▸ SUPPLIED PASSAGE:
** Start **
# Black Walnut tree value?



## Mayflycarpentry (Feb 26, 2016)

I have the opportunity to buy a black walnut tree, and just so happen to have a friend with a sawmill. It was a large tree that the owners just cut down after standing dead for two years, and there is lots of lumber. Besides the fact that it is probably one out of five black walnut trees in southern Colorado, I know this is a good opportunity, and am aware of the potential income and sweet furniture I could make from it. My question is, how much is it worth?

I can probably get at least 10-15 slabs that will probably be 18" wide by 6-7 feet long, and several dozen smaller slabs or just milled lumber. I have never milled up a tree before, but I think these are pretty conservative guesses on how much I'll get out of it. The tree is already cut down into 8-12' pieces. The lady threw out $600, is this a good number? What would you guys pay for this?


----------



## WDHLT15 (Aug 15, 2011)

Measure the small end diameter of each log inside bark and measure the length. Use the International 1/4" log rule to calculate the board foot yield and multiply that by 1.15. That should approximate the yield of lumber in board feet. If the tree averages #1 common grade, the wholesale price for kiln dried 8/4 walnut at a hardwood sawmill F.O.B sawmill (loaded on a tractor trailer) is about $3.00 per BF for #1 common grade. This is what the wholeslaers and lumber brokers pay at the sawmill before adding a freight or hauling charge. Subtract about $.50/bf to get it sawed, and subtract about $.50/bf for kiln drying. That leaves about $2.00/bf. Multiply that by the yield calculated from above, and that is what I would offer.


----------



## joey502 (Mar 30, 2014)

What is her plan to get the logs out of her yard if you do not buy it? Is she wanting you to pay $600 to clean her mess up? Is she trying to recover the coat of cutting the tree down? If so i would lower the price considerably.


----------



## Mayflycarpentry (Feb 26, 2016)

I'm pretty sure she plans to try and sell it.


----------



## TheFridge (May 1, 2014)

Well if it's already cut she better hurry


----------



## Mayflycarpentry (Feb 26, 2016)
** End **
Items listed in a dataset
** Start **
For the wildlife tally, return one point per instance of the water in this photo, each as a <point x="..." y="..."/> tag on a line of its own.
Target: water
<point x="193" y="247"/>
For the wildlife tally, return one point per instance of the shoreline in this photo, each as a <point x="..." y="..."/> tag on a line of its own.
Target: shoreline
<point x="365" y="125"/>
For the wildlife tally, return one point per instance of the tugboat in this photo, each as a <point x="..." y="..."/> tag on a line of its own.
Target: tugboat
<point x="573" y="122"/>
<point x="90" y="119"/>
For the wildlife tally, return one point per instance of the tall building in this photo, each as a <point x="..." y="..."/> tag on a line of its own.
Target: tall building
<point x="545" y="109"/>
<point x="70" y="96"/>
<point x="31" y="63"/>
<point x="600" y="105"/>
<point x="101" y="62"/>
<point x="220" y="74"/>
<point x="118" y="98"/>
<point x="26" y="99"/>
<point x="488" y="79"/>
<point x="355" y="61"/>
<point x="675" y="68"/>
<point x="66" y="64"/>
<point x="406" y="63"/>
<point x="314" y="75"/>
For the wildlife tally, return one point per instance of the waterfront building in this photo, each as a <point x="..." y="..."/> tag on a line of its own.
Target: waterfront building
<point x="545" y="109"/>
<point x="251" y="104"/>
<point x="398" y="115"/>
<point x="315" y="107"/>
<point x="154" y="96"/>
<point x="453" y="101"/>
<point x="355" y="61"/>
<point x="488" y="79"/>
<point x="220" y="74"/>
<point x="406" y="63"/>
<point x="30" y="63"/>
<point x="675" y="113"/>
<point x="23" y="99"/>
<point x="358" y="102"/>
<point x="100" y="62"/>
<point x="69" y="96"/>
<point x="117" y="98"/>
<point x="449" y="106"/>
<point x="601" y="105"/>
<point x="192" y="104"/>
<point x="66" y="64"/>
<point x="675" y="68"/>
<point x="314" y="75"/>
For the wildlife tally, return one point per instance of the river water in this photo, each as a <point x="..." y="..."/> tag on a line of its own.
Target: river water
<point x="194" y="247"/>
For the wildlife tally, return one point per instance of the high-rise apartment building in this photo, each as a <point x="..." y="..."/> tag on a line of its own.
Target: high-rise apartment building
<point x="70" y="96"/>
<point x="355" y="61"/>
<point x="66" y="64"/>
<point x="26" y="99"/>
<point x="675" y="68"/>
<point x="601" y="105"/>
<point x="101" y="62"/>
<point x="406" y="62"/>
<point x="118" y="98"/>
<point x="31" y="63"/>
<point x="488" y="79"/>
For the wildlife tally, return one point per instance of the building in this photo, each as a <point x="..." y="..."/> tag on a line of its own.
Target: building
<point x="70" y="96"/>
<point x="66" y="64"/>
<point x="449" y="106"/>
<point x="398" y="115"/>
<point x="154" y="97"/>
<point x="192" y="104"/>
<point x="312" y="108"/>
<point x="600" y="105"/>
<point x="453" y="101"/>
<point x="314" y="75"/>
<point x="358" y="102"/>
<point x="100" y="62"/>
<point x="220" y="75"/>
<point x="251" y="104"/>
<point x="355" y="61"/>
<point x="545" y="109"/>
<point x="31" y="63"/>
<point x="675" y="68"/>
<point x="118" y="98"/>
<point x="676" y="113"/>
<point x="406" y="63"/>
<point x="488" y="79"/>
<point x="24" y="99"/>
** End **
▸ WHAT THIS EXERCISE ASKS:
1. In the black walnut thread, how long did the tree stand dead before its owners cut it down?
2. Print the stretch of the black walnut thread from "# Black Walnut" through "is it worth?".
3. Carry on with the black walnut thread from the point where it stops.
These items have no connection to the black walnut thread.

▸ ANSWERS FOR THE EXERCISE:
1. Two years.

2.
# Black Walnut tree value?



## Mayflycarpentry (Feb 26, 2016)

I have the opportunity to buy a black walnut tree, and just so happen to have a friend with a sawmill. It was a large tree that the owners just cut down after standing dead for two years, and there is lots of lumber. Besides the fact that it is probably one out of five black walnut trees in southern Colorado, I know this is a good opportunity, and am aware of the potential income and sweet furniture I could make from it. My question is, how much is it worth?

3.
do I need to worry that its going to already be rotten? It looked pretty solid from what I could tell, but she had it cut in November and then it snowed, and the ground is just now dry enough to get a truck in to it…which is why she's waiting.


----------



## AZWoody (Jan 18, 2015)

I haven't had to pay for any trees yet. Most people who cut a tree down or who have had one blow over is going to have to pay some kind of disposal fee to get rid of it. I just offer them an alternative. Sometimes, what I do have to pay though is for my trailer to be loaded.

As for it sitting over the winter, I wouldn't worry that much about rotting. What would worry me is the tree being dead for 2 years. That could mean bad wood inside. Or, it might mean a lot of spalting (which be nice actually). You'll get some good wood out of it I'm sure but I wouldn't think of paying for it based on what it would yield if it was a living tree, just cut or fallen.


----------



## tomsteve (Jan 23, 2015)

although valuable, it would be wise when negotiating a price to explain every aspect of work involved to get it from the yard to sellable lumber.


----------



## bigblockyeti (Sep 9, 2013)

To parallel what others have said, when you make your offer (including how you'll remove it and the conditions & liability assumption of said removal) give it an expiration date or make sure it goes down weekly (or daily) as the value of a log laying on the ground will go down too.


----------



## Lazyman (Aug 8, 2014)

A few thoughts…
Don't underestimate milling waste in your estimate of the number of slabs. Depending upon their equipment and approach to sawing, they may first square it up and depending upon the mill's saw, you'll lose another 1/4" of wood for each kerf between the slabs. Also, don't forget about how much the logs taper, especially logs from the top of the tree.

Assuming your estimate is accurate and you can really get 10-15 18"x6' slabs and assuming 2" slabs, just doing the math, the yield would be 180-270 BF. At $600, the cost would be $3.33 - $2.22 per board foot before transportation, milling and kiln costs. If the slabs are only 1" thick, double that cost per BF (and double the kerf waste).

Don't forget to include loading and hauling costs, not to mention delivery or pickup costs of the finished lumber when comparing to your local costs for walnut. You didn't mention what the diameter of the logs are so the costs of loading and hauling could be significant if they are too big to be loaded and hauled yourself and if they are small enough to load and haul yourself, then I question if you can really get that many 18" slabs. You might be able to find someone with a portable sawmill that could eliminate log loading and hauling so you just haul away the lumber and clean up if the lady will let you do that. Check whether whoever mills them will charge you for a blade if they hit a nail or something and destroy a blade. Trees from yards are notorious for having nails in them.

Assuming my math and logic are sound, I don't think someone with a mill would pay more than about $200-300. I'd offer her less than $600 and if she rejects it tell her to call you if she changes her mind. It would likely cost her $300 just to have them hauled away, at least where I live.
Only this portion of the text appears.